EXTRACT TO READ
Albers was born in Bottrop, Germany, and as a young man he studied art education, earning certification from the Königliche Kunstschule in Berlin in 1915. He entered the legendary Bauhaus school in Weimar in 1920. The Bauhaus had been established by Walter Gropius in 1919, in the immediate aftermath of World War I, with the hope that its innovative curriculum would foster connections between architecture, art, and traditional crafts. In 1923 Albers began teaching the Vorkurs, the introductory class in which new students learned to work with each of the key artists’ materials, along with color theory, composition, construction and design.
Albers was a polymath, and the multidisciplinary environment of the Bauhaus was fertile ground for his artistic ambitions. When the school moved from Weimar to Dessau in 1925, he became a full professor, and in addition to glass and metal, he designed typefaces and furniture. While at the Bauhaus, Albers drew inspiration from the work of his colleagues, the color theorist Johannes Itten, and the painter, photographer, and designer László Moholy-Nagy, with whom he co-taught the Vorkurs.
In 1933, the Bauhaus was shut down due to pressure from the Nazi Party, which perceived the school as being sympathetic to communist intellectuals. As Albers’ wife Anni was Jewish, the couple resolved to leave Germany, and settled in rural North Carolina. The architect Philip Johnson helped make arrangements for Albers to join the faculty of Black Mountain College as the head of the painting program, where he remained until 1949. While at Black Mountain, both Josef and Anni Albers became influential mentors to American artists including Ruth Asawa, Cy Twombly, and Robert Rauschenberg, while working alongside fellow professors Buckminster Fuller, John Cage, Merce Cunningham and William de Kooning.
In 1950, Albers joined the faculty of the Yale University School of Art where he would head the newly established Department of Design until his retirement in 1958. In the 1950s, the Alberses began taking trips to Mexico, where the colors and forms of the local art and architecture inspired both artists.

GIVEN REQUEST A
From the Josef Albers biography, extract the passage starting with "In 1950, Albers" and going on through "inspired both artists.".
GIVEN REQUEST B
Based on the Josef Albers biography, answer yes or no to each statement and quote the words that decide it: (i) The Bauhaus moved from Weimar to Dessau in 1925. (ii) Albers headed the Department of Design at Yale until his retirement in 1949. (iii) Philip Johnson helped arrange for Albers to join the faculty of Black Mountain College.
GIVEN REQUEST C
Write the next part of the Josef Albers biography, picking up after its final sentence.
The data are separate material and are not part of the Josef Albers biography.

DATA PROVIDED
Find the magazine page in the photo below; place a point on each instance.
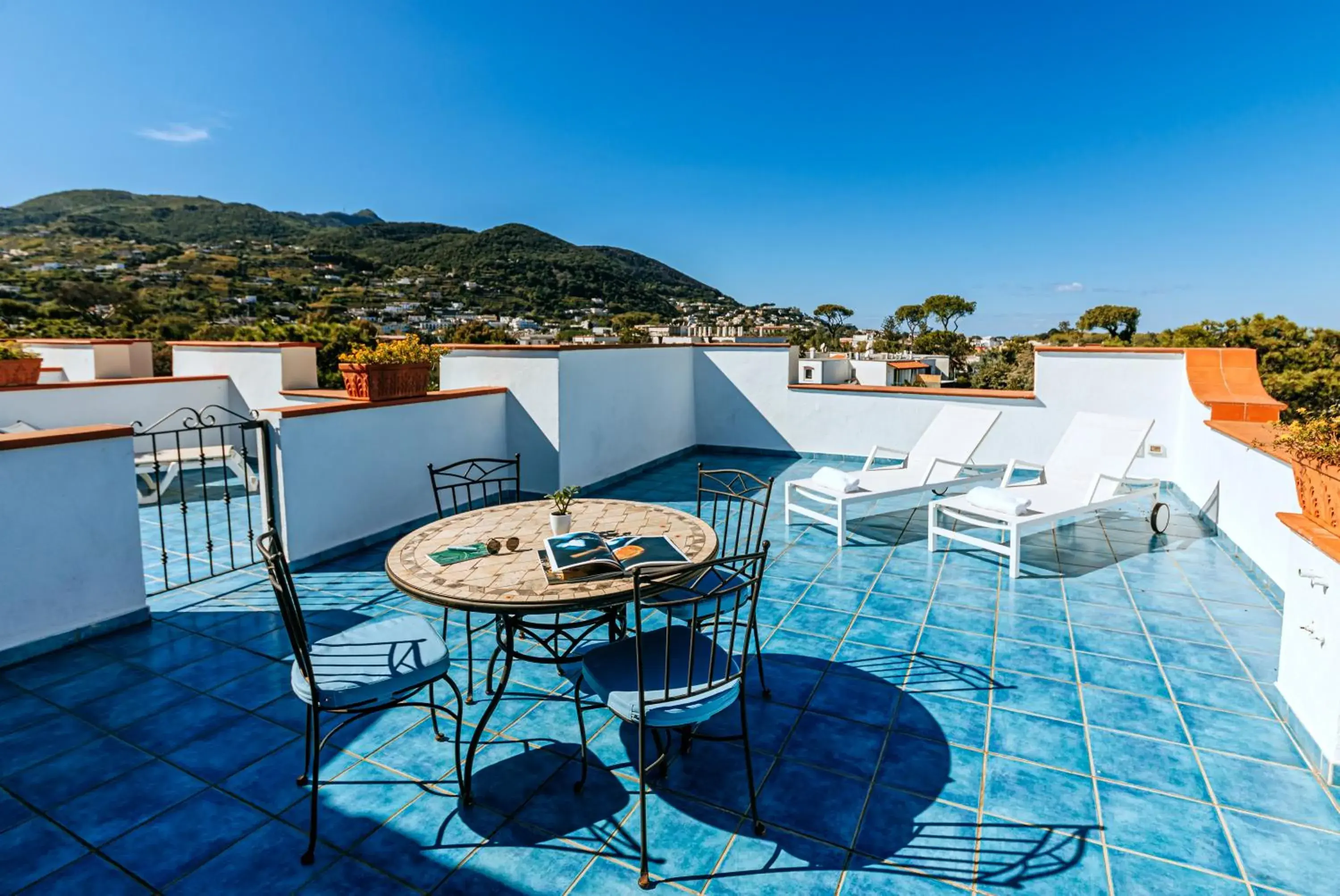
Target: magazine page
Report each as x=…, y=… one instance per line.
x=577, y=551
x=633, y=552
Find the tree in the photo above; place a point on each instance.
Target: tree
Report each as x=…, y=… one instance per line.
x=634, y=337
x=944, y=342
x=910, y=319
x=834, y=318
x=949, y=310
x=1118, y=321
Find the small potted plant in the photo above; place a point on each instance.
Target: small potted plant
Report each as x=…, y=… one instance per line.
x=561, y=521
x=18, y=365
x=1314, y=445
x=396, y=369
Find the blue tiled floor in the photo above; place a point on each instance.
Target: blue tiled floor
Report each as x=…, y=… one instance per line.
x=1102, y=725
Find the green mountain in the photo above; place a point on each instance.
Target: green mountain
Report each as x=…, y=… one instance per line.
x=518, y=268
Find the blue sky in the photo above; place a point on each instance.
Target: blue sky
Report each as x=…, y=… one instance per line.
x=1039, y=157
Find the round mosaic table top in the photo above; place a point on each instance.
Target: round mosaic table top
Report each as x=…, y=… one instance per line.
x=515, y=582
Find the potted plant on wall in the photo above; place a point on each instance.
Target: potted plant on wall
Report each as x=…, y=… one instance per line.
x=396, y=369
x=561, y=521
x=1314, y=445
x=18, y=365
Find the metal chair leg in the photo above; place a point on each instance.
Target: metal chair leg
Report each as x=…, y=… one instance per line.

ANSWER A
In 1950, Albers joined the faculty of the Yale University School of Art where he would head the newly established Department of Design until his retirement in 1958. In the 1950s, the Alberses began taking trips to Mexico, where the colors and forms of the local art and architecture inspired both artists.

ANSWER B
(i) Yes: "When the school moved from Weimar to Dessau in 1925"
(ii) No: "where he would head the newly established Department of Design until his retirement in 1958"
(iii) Yes: "The architect Philip Johnson helped make arrangements for Albers to join the faculty of Black Mountain College"

ANSWER C
In 1971, Albers became the first living artist whose work was the subject of a solo retrospective at the Metropolitan Museum of Art. Though they worked in different mediums, Josef and Anni Albers’ work shares a fascination with color and geometry. Josef Albers’ compositions from the "Homages to the Square" series, such as Formulation: Articulation Portfolio II Folder 28 (B), from 1972, give deceptively simple shapes a novel vibrance as colors play off of one another. The hues in Articulation Portfolio II Folder 28 (B) work in concert to give the flat surface the distinct appearance of a tunnel or other three-dimensional space; while the form on the left appears to move towards the viewer, the form on the right seems to lead directly into the canvas. Similarly, Anni Albers’ designs for textiles use graphic design to lend a sense of dynamism to flat works. Her Study for Unexecuted Wall Hanging (Bauhaus), from 1984 is a Mondrian-like pattern for a weaving in which different colors alternately recede and advance into the foreground, giving the image a sense of complexity and uncanny depth.
Josef Albers also created works of public art, including a delicate, geometric gold leaf mural called Two Structural Constellations for the lobby of the Corning Glass building in New York City in 1959. He designed a work called Two Portals for the lobby of the Time & Life Building in 1961, in which which and brown bands move towards two square panels made of bronze. Walter Gropius invited Albers to create a piece for the Pan Am Building, which he was designing with the architectural firm of Emery Roth & Sons. Albers reworked an existing glass piece from his Bauhaus days called City, and, fittingly, renamed it Manhattan.